-- Start of DATASET EXCERPTS --

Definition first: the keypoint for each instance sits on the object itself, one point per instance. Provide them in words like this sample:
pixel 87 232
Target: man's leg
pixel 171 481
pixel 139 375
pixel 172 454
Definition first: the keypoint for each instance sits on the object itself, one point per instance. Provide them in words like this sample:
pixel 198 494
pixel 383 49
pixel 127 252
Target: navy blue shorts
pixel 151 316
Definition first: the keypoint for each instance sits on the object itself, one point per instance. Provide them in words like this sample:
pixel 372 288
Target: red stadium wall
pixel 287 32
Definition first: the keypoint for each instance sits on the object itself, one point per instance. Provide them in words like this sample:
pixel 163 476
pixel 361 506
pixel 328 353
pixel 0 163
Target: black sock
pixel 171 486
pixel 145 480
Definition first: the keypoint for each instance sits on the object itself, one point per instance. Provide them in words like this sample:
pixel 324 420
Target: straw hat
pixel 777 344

-- End of DATASET EXCERPTS --
-- Start of DATASET EXCERPTS --

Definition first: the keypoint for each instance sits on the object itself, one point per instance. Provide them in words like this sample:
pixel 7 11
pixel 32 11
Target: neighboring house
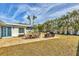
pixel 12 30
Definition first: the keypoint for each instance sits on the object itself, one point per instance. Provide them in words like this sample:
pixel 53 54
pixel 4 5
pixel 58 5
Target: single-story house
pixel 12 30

-- End of DATASET EXCERPTS --

SHORT TASK
Report every line in both blocks above that contains the string "Target", copying each such line in full and in its original order.

WRITTEN RESPONSE
Target: man's leg
Target: navy blue shorts
Target: red stadium wall
Target: black sock
Target: straw hat
Target: neighboring house
Target: single-story house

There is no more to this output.